What the task requires |
Reproduce the stretch of the records from the line containing "Place a dot on every instance of the white building, one" through the end of the records, with every line included. Shift each coordinate in the answers by adding 66 to both of its numbers.

====== Dataset content

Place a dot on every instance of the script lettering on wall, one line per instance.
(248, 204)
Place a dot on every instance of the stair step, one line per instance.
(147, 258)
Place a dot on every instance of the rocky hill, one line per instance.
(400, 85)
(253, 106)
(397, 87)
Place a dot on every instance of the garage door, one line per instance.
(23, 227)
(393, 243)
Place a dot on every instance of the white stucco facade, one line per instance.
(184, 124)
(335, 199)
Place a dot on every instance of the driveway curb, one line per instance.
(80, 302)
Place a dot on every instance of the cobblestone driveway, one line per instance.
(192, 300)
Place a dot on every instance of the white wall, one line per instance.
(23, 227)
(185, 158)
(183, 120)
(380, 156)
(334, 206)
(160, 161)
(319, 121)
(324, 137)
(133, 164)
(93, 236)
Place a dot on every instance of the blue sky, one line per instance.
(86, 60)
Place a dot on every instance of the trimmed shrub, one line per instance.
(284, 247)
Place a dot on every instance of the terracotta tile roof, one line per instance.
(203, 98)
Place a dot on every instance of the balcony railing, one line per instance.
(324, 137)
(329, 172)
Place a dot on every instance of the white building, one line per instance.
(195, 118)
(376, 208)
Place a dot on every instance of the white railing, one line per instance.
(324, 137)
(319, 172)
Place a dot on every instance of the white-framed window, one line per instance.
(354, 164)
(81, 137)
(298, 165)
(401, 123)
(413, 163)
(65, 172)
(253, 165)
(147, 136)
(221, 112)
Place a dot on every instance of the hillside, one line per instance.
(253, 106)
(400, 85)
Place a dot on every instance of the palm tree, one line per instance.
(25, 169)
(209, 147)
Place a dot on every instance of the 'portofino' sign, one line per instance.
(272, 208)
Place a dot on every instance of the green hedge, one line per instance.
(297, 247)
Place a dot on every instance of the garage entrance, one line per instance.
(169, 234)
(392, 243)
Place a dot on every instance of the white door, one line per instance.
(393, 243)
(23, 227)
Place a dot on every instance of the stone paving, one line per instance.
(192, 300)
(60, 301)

============

The output |
Place a dot on every instance of the white building, one line per instance.
(261, 184)
(442, 274)
Place a dot on every instance of the white railing, one line per instance.
(390, 203)
(385, 238)
Place a dot on every instance of the white-framed window, one line per instance.
(420, 230)
(147, 203)
(364, 231)
(467, 189)
(479, 229)
(131, 238)
(319, 231)
(213, 202)
(287, 178)
Place a dot on every instance of the hillside, one line per instance.
(319, 172)
(466, 151)
Place a dot on every instance of the palm tree, one line per instance.
(91, 235)
(275, 213)
Place a dot on every instance of the 'portofino' sign, one line per instance.
(338, 274)
Place a dot on every instance of the green hedge, one line per instance.
(363, 313)
Place a dot on every instance of the garage entrance, one line per instance.
(235, 300)
(458, 309)
Place a dot on every instance of the white door, one line per instance.
(459, 309)
(89, 293)
Place a dot on every instance of the stone paving, one line per instance.
(258, 366)
(126, 367)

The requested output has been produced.